(Work to complete)
A: In the blog excerpt about the gremlin, which book was the writer flicking through when the gremlin caught their eye?
B: Quote the blog excerpt about the gremlin between "But reading back" and "the first one.", inclusive.
C: Continue the blog excerpt about the gremlin from its last sentence.

(Extract provided)
·····
There are things I have to do today – nothing that awful, just stuff beyond sitting in the sunshine, listening to the radio or crafting. Or writing blogs. So the gremlin on my shoulder says: ‘why bother? Who’s keeping tabs on you? Nobody but you. Tell that bitch to go and…’

‘Okay, okay’ I say. ‘I get the point. No need to share that sort of language on my blog.’

I’d forgotten about the gremlin. I was flicking through ‘Single to Sirkeci’ the other day – can’t remember why, it was something to do with checking the layout related to another book I’m designing for a third party. And the gremlin caught my eye. I seem to remember it came in quite early on but I dropped it and don’t refer to it much later in the book. Shame, because it’s quite a good idea. Every time I want to write about what I really feel, my deep, dark, nasty feelings, I should just say: ‘the gremlin says…’ or turn it into a bit of dialogue.

But reading back what I’ve just written, I realise the gremlin has two aspects. The one I mentioned above is the one that says: ‘f*ck it, f*ck them all’ (but without the asterisks). The cynical, vicious, nihilistic one. Then there’s its alter ego, the judgemental one: ‘just get on with it, set those goals, do those chores, you worthless piece of crap. Enough with the whining self-pity, you know why nobody loves you? It’s because you don’t deserve it, you have to earn love, you don’t do that by moaning about how miserable you are.’ Ooooh, I think I prefer the first one.
·····
(Data segment)
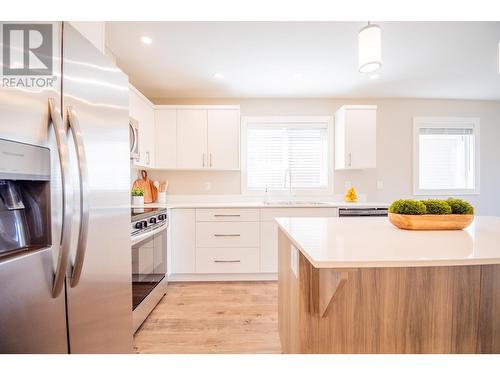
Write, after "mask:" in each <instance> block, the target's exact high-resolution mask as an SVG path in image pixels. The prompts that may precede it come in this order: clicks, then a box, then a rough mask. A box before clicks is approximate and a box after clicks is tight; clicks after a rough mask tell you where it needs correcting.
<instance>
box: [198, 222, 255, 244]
mask: <svg viewBox="0 0 500 375" xmlns="http://www.w3.org/2000/svg"><path fill="white" fill-rule="evenodd" d="M259 241H260V236H259V223H258V222H255V223H250V222H249V223H243V222H241V223H239V222H227V223H210V222H201V223H196V247H259Z"/></svg>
·····
(Task responses)
A: 'Single to Sirkeci'.

B:
But reading back what I’ve just written, I realise the gremlin has two aspects. The one I mentioned above is the one that says: ‘f*ck it, f*ck them all’ (but without the asterisks). The cynical, vicious, nihilistic one. Then there’s its alter ego, the judgemental one: ‘just get on with it, set those goals, do those chores, you worthless piece of crap. Enough with the whining self-pity, you know why nobody loves you? It’s because you don’t deserve it, you have to earn love, you don’t do that by moaning about how miserable you are.’ Ooooh, I think I prefer the first one.

C:
‘Celebrate your achievements’ says some non-gremlin – or maybe just a more subtle, and hence more powerful, gremlin. ‘You’ve blogged every day for a week, and you’ve nearly done it again, so you have 4000 words – at that rate, you’ll have a novel by the end of May!’ Or maybe not.

‘You’re “pantsing” again’ says Gremlin 2. ‘It’s a week since you did that online meeting, and you downloaded the handouts and have you filled in the table yet? Of course not, you’re an incurable “pantser”, and that’s why everything you write is – well – pants! You go through the motions, you go to the workshops, and still you don’t get your finger out and do anything worthwhile. Do you seriously think that writing this bullshit every day is achieving anything? You’re just deluding yourself…’

‘… except you’re not really, are you?’ pipes up Gremlin 1. ‘You know perfectly well you might as well give up.’

Fifteen percent

If you’re reading this and find it interesting, I have a request – please, if you can spare the time, go back and read at least from the start of this week, because I suspect my ramblings don’t make much sense if you don’t know the context, and, although I do admittedly repeat myself quite a lot, I am also trying to build on and make allusions to what I’ve said before.

Of course, this writing is mostly for myself, and I don’t anticipate anyone else reading it, or even understand why anyone would want to. It’s an exercise in trying to understand and hopefully learn to accept, maybe even love, myself, though god knows my efforts to do so over the last fifteen years don’t seem to have got me very far. In the past I’ve defined faith as: ‘continuing to believe in something against all evidence to the contrary’, and I’ve taken a leap of faith (it is leap year, after all) in throwing my thoughts out into the void, where theoretically they are accessible by all, although in practice only a handful of people ever bother to read them (which is just as well really, I’m not sure I want people I bump into every day – well, not at the moment, obviously, but any normal day – to be aware of all this stuff – which begs the question – why do it at all? And that’s a whole other can of worms for a whole other day).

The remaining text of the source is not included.